▶ [WRITTEN TASK]: Repeat every line below exactly as it reads.

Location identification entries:
** BEGIN **

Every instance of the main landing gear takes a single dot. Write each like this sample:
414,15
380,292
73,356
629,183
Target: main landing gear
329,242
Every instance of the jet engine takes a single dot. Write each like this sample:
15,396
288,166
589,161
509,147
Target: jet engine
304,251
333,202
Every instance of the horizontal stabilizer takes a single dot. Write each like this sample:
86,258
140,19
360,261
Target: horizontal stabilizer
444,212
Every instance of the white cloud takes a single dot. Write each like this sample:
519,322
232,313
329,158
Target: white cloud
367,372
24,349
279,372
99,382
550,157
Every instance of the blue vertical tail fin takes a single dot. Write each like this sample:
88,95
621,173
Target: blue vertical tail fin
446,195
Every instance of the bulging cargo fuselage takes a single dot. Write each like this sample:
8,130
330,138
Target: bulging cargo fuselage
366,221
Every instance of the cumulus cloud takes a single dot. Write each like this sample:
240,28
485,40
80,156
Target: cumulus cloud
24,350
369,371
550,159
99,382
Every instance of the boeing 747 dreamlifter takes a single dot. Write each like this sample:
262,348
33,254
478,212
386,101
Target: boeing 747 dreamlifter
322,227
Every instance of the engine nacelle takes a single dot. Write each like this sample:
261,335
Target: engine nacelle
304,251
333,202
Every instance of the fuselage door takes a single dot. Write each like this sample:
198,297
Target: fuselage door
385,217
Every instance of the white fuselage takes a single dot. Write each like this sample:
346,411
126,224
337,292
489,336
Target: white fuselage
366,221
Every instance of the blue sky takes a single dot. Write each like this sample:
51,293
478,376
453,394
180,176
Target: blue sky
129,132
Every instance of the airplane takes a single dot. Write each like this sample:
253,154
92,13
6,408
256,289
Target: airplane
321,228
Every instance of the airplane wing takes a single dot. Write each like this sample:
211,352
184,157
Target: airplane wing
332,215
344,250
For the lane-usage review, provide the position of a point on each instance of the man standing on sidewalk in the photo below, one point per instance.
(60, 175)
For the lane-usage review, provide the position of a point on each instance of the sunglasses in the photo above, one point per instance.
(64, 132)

** END **

▶ [CORRECT RESPONSE]:
Every instance of the main landing gear takes a single dot. Write each like this sample:
414,15
380,292
73,356
629,183
Target: main landing gear
329,242
Every instance of the jet engine takes a single dot. Write each like this sample:
15,396
288,166
589,161
509,147
Target: jet engine
304,251
333,202
Every instance of the horizontal stabilizer takes a single dot. Write each like this sample:
86,258
140,19
360,261
Target: horizontal stabilizer
444,212
Every instance of the white cloud takes a single dot. Write each like this sample:
519,322
232,313
329,158
Target: white cloud
367,372
24,349
279,372
99,382
550,157
Every instance of the blue vertical tail fin takes a single dot. Write each like this sample:
88,95
621,173
Target: blue vertical tail fin
446,195
Every instance of the bulging cargo fuselage takes a single dot. Write each like this sample:
8,130
330,138
Target: bulging cargo fuselage
366,221
Every instance of the cumulus cloud takes a single dot. Write each like this sample:
240,28
485,40
80,156
Target: cumulus cloud
24,350
369,371
550,159
99,382
Every instance of the boeing 747 dreamlifter takes a single dot. Write each like this sample:
262,348
33,254
478,212
386,101
Target: boeing 747 dreamlifter
322,227
Every instance of the engine nacelle takes a single dot. Write each like this sample:
261,335
Target: engine nacelle
304,251
333,202
Every instance of the fuselage door takes a single dot. Write each like this sample:
198,297
Target: fuselage door
385,217
Every instance of the white fuselage takes a single dot. Write each like this sample:
346,411
126,224
337,292
489,336
Target: white fuselage
366,221
Every instance of the blue sky takes a single dot. Write each like this sample:
51,293
478,376
453,394
180,176
Target: blue sky
129,132
Every instance of the airplane takes a single dot. Write each like this sample:
253,154
92,13
6,408
256,289
Target: airplane
321,228
Every instance of the airplane wing takes a single dot. Write each like this sample:
211,352
184,157
Target: airplane wing
332,215
344,250
For the lane-usage review, provide the position of a point on each instance of the man standing on sidewalk in the photo below, one point per instance.
(60, 175)
For the lane-usage review, provide the position of a point on each instance of the sunglasses in the photo above, one point per instance.
(64, 132)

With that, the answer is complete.